▶ [YOUR GOAL]: From the court opinion on dragnet clauses, reproduce word for word the part that begins with "We think the" and ends with "trial court’s decision.".

▶ [SOURCE EXTRACT]:
..............................

In Ruidoso State Bank, 730 P.2d 461, the factual situation is remarkably similar to the present case with the exception that the succeeding liens were obtained by judgment rather than by new loans to the debt- or. In March 1982, debtor gave Ruidoso State Bank note one in the amount of $10,-100 secured by chattel security on a 20-ton crane. In June, he gave a second promissory note for $4,334.64 secured by a mortgage on a vehicle. A third note was executed in July as a real estate mortgage and a fourth mortgage in September, which contained a dragnet clause for both future advances and antecedent debts in each real estate mortgage. The note covered an additional $12,000. In December, a second creditor obtained a money judgment against the debtor. Following thereafter in 1983, the debtor executed a further note in favor of the bank of $6,000 as a renewal note of note three, and in November of the same year, the bank obtained a deficiency judgment on the chattel financing transactions, notes one and two, in the amount of $6,032.12. The factual issue then presented was whether the second creditor’s judgment lien of December 1982 provided a higher priority than the dragnet application of the defaulted payments on notes one and two as each was to be impressed upon equity value beyond the real estate mortgage stated amounts. In trial court, and as affirmed on appeal, Ruidoso State Bank lost and its dragnet clause was not accorded function sufficiency to provide a priority superior to the intervening judgment liens. There, as in this case, the debtor disappeared from the litigative proceedings by default.

The New Mexico court then directly related the Ruidoso State Bank, 730 P.2d 461 decision to the prior case, Clovis National Bank, 692 P.2d 1315:

We think the trial court was correct, however, in declining to read Harmon [692 P.2d 1315] as establishing as a matter of law that any holder of a mortgage having a dragnet provision has, automatically, with respect to all preexisting and future obligations, a priority date as of the date of the mortgage.
* * * In Harmon, then, this Court, in its appellate role, simply concluded that based on the record before it the trial judge had not erred in deciding that the dragnet clause contained in the real estate mortgage secured other notes involved in that particular case. Having said here, however, that dragnet clauses do not, as a matter of law, secure all debts between parties, we must then determine if substantial evidence supports the trial court’s decision.
Dragnet clauses which purport to secure all debts, past, present, and future, *654between parties to a security agreement generally are disfavored and thus strictly construed. Uransky v. First Federal Savings & Loan Association [684 F.2d 750 (11th Cir.1982) ]. Aside from the actual language of the provision, construction should focus on the intent of the parties as evidenced by the circumstances surrounding the mortgage and the nexus between the mortgage and the notes involved.

..............................

▶ [RECORDS]:
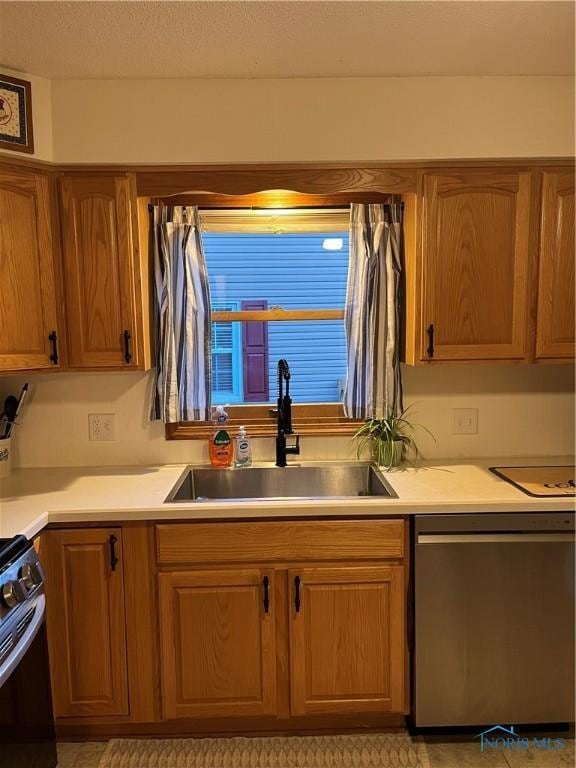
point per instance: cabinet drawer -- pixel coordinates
(243, 542)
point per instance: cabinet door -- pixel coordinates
(217, 643)
(555, 327)
(476, 255)
(347, 639)
(86, 621)
(99, 265)
(27, 283)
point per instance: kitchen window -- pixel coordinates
(278, 289)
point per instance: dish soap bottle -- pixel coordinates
(243, 453)
(220, 446)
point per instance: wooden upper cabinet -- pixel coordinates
(86, 621)
(476, 259)
(217, 631)
(28, 315)
(100, 271)
(347, 639)
(555, 334)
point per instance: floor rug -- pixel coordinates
(387, 750)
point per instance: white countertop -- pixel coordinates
(30, 499)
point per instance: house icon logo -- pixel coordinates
(497, 737)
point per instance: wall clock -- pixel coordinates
(15, 115)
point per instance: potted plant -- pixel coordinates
(389, 438)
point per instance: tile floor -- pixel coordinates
(443, 754)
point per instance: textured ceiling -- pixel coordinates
(302, 38)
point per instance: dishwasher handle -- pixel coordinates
(494, 538)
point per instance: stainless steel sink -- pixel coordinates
(301, 481)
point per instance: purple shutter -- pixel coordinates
(255, 355)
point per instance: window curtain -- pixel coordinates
(182, 387)
(372, 314)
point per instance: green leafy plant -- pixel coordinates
(389, 438)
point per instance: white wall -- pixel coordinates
(523, 410)
(41, 116)
(343, 119)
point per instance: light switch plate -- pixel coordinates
(464, 421)
(101, 426)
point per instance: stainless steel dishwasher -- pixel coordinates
(493, 630)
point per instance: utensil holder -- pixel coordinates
(5, 457)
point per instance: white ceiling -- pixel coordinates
(302, 38)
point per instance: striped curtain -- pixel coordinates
(372, 316)
(182, 388)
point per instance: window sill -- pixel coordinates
(307, 420)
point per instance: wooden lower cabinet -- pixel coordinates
(347, 639)
(217, 633)
(86, 621)
(144, 639)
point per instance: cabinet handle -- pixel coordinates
(53, 337)
(431, 340)
(297, 594)
(113, 559)
(127, 354)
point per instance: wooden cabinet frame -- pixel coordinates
(153, 570)
(323, 183)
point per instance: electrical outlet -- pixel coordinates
(101, 426)
(464, 421)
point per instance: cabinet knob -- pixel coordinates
(266, 586)
(430, 340)
(12, 594)
(297, 594)
(53, 338)
(127, 354)
(30, 575)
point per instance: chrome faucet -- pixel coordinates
(284, 416)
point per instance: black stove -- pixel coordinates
(26, 722)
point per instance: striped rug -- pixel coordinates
(388, 750)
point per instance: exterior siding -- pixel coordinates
(292, 271)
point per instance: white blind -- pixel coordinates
(276, 221)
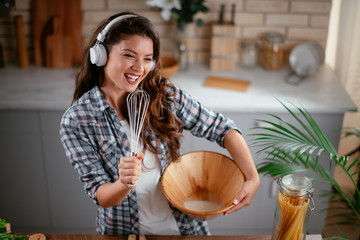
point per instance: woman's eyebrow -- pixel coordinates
(134, 52)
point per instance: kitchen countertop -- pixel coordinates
(39, 88)
(163, 237)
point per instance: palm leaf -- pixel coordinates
(295, 148)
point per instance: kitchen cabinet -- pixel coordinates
(43, 193)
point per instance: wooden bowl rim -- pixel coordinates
(186, 210)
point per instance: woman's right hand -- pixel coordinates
(130, 168)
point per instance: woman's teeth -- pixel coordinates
(131, 77)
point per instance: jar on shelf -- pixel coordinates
(293, 209)
(248, 53)
(272, 51)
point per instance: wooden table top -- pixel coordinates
(163, 237)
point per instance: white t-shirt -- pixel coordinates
(154, 212)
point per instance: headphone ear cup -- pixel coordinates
(152, 65)
(98, 55)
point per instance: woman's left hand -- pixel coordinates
(245, 196)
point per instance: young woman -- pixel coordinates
(122, 56)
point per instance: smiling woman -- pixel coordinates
(121, 58)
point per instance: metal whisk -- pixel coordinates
(137, 105)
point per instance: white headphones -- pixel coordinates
(98, 54)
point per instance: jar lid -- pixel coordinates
(274, 37)
(296, 185)
(248, 42)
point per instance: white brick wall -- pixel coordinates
(298, 20)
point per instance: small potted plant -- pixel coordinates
(297, 148)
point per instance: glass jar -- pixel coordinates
(272, 51)
(294, 205)
(248, 54)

..............................

▶ [PROBLEM SOLUTION]:
We think the trial court was correct, however, in declining to read Harmon [692 P.2d 1315] as establishing as a matter of law that any holder of a mortgage having a dragnet provision has, automatically, with respect to all preexisting and future obligations, a priority date as of the date of the mortgage.
* * * In Harmon, then, this Court, in its appellate role, simply concluded that based on the record before it the trial judge had not erred in deciding that the dragnet clause contained in the real estate mortgage secured other notes involved in that particular case. Having said here, however, that dragnet clauses do not, as a matter of law, secure all debts between parties, we must then determine if substantial evidence supports the trial court’s decision.